• Description of the task
Each entry needs to be reproduced verbatim.
◇ ◇ ◇ ◇ ◇
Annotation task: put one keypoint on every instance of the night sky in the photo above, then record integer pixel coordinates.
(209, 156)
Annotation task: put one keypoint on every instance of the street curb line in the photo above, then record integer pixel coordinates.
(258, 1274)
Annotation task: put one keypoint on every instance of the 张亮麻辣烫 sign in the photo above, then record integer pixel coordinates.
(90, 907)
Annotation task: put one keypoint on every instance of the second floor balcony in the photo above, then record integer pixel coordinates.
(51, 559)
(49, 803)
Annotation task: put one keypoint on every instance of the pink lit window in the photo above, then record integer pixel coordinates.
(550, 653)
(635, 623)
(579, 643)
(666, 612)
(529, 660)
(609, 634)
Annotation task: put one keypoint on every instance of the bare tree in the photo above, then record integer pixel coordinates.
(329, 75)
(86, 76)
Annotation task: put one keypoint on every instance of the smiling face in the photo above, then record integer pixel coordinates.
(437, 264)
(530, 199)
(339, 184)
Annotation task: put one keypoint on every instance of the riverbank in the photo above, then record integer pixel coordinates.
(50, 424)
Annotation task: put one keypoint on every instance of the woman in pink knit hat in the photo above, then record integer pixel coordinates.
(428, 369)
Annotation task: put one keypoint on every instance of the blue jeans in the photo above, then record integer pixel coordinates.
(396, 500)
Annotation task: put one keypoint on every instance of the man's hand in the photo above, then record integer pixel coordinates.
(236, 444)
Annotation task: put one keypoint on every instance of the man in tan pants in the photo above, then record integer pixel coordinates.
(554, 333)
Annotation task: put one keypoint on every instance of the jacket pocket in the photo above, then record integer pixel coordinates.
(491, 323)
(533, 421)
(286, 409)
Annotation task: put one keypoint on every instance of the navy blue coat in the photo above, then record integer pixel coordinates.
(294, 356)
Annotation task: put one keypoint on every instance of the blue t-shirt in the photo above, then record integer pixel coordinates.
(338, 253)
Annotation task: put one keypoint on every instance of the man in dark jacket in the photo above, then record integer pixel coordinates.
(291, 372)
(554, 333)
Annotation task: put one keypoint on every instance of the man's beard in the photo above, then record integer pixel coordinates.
◇ ◇ ◇ ◇ ◇
• Answer to this problem
Annotation task: put one keypoint on every instance of the night sky in the photo above, then record integer pixel coordinates.
(209, 156)
Annotation task: put one keypoint on every instance of the street curb line in the photo above, then record integer pixel coordinates.
(258, 1274)
Annotation task: put one keypoint on every instance of the 张亮麻辣烫 sign in the photo above, then record integer pixel coordinates.
(90, 907)
Annotation task: put one keypoint on every instance of the second floor balcony in the photo above, then record integer pixel coordinates.
(51, 559)
(49, 803)
Annotation task: put one keypoint on every instance of the pink lit window in the photo above, then record integer pixel coordinates.
(550, 653)
(635, 623)
(579, 643)
(666, 612)
(529, 660)
(609, 634)
Annotation task: put one keypoint on every instance of the bare tree in the photo above, then record integer pixel coordinates.
(329, 75)
(86, 76)
Annotation task: put one keypoint on every instance of the smiling face in the photo above, then record integer pixel coordinates.
(437, 264)
(530, 199)
(339, 184)
Annotation task: put one keypoint on every instance of the riverbank in the photo above, then record integer pixel coordinates.
(50, 424)
Annotation task: put one keypoint on every instance of the woman in pink knit hat in the photo above, then record integer pixel coordinates.
(428, 369)
Annotation task: put one keypoint on every instance of the blue jeans in the photo above, then record integer pixel coordinates.
(396, 500)
Annotation task: put one keypoint on every instance of the man's hand in the photo above, then record integer pixel coordinates.
(236, 444)
Annotation task: put one keypoint on every instance of the man in tan pants in the photo above, then record integer pixel coordinates.
(554, 333)
Annotation task: put one keypoint on every instance of the jacket pocket in the photo above, then record integer pixel coordinates.
(491, 323)
(533, 421)
(286, 409)
Annotation task: put one keypoint on every instance of the navy blue coat in the photo above, then record integer pixel coordinates.
(294, 356)
Annotation task: put one keypoint on every instance of the blue t-shirt in the photo above, then record integer pixel coordinates.
(338, 253)
Annotation task: put one keypoint on every instance of the man in dark jacket in the photo above, then record integer pixel coordinates.
(291, 372)
(554, 333)
Annotation task: put one keypoint on every instance of the man's beard in the photo above, then record integer pixel coordinates.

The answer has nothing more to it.